Data items:

┌────────

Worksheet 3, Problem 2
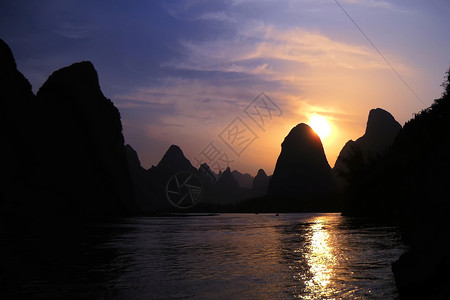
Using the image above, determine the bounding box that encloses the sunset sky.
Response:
[0,0,450,175]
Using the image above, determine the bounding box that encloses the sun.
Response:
[309,115,331,140]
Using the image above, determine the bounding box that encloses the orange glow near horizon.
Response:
[309,115,331,141]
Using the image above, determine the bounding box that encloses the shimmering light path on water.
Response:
[8,214,404,299]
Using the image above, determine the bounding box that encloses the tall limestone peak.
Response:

└────────

▶ [PROMPT]
Rescale the listing from its first line through the line holding "[309,115,331,140]", both included. Write those lines out again with their requests, multiplying each bounding-box coordinate in the answers by 1.7 and rounding to whole numbers with halves rounded up, and leave the pictures out.

▶ [WORKED SOLUTION]
Worksheet 3, Problem 2
Using the image above, determine the bounding box that encloses the sunset sky.
Response:
[0,0,765,298]
Using the image above, determine the bounding box that encloses the sun.
Response:
[525,196,563,238]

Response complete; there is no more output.